Review: Take Nothing With You




What do you do, though, when you read a book that you know is very likely to be your book of the year and you want to shout from the rooftops about how utterly fantastically brilliant it is and yet know that nothing you could ever say would ever come close to making your point?

Well, you write your blog post anyway don’t you and accept that if it’s just going to be a keysmashing capslocking mess then so be it – it’s the thought that counts.

Basically if you are not ready to read Patrick Gale’s new novel Take Nothing With You when it is released next week, and also to love it, then I cannot help you: you are doing life wrong.

I love Patrick Gale.

Not in an actual love way, obviously, because I have never met him and that would be weird and terrifying, but in an every word he writes is magic and speaks to my soul kind of a way. I don’t like to name favourite writers because I like lots of books and decisions are hard but if you forced me, with the threat of no coffee ever again, then I would say that Patrick Gale is up there.

Don’t know much about him? HAVE YOU BEEN LIVING UNDER A ROCK.

I’m sorry; that was judgey.  

Read A Place Called Winter and watch Man in the Orange Shirt and then come back to me and we’ll chat.

- [GIVEN INFORMATION]:
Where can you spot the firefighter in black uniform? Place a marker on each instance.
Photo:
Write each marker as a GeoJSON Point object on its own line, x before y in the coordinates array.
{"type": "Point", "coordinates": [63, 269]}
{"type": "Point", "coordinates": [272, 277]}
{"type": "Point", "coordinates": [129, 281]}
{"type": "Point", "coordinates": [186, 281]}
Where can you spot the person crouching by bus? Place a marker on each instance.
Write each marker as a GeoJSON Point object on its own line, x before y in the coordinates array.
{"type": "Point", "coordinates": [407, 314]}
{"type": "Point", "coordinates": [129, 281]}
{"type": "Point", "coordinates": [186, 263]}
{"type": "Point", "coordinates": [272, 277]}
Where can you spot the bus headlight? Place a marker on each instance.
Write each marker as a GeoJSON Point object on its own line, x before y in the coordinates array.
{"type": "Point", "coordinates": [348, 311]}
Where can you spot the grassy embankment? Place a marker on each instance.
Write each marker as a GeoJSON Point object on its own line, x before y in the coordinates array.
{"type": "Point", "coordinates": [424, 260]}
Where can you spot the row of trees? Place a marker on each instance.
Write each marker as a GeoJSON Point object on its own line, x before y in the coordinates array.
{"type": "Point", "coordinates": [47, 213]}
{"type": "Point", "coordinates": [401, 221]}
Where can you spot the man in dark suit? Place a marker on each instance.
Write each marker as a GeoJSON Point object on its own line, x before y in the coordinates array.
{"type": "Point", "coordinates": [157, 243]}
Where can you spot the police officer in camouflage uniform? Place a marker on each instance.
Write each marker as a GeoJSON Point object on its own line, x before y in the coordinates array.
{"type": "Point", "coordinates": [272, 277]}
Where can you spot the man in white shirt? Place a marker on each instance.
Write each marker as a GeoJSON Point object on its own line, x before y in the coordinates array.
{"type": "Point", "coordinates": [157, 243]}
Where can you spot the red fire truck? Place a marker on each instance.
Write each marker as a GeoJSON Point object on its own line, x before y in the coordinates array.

- [PROBLEM 1]:
Please repeat the review word for word from "I love Patrick" to "UNDER A ROCK.".
- [PROBLEM 2]:
Translate the sentence "I love Patrick Gale." from the review into Spanish.

- [OUTPUT 1]:
I love Patrick Gale.

Not in an actual love way, obviously, because I have never met him and that would be weird and terrifying, but in an every word he writes is magic and speaks to my soul kind of a way. I don’t like to name favourite writers because I like lots of books and decisions are hard but if you forced me, with the threat of no coffee ever again, then I would say that Patrick Gale is up there.

Don’t know much about him? HAVE YOU BEEN LIVING UNDER A ROCK.

- [OUTPUT 2]:
Adoro a Patrick Gale.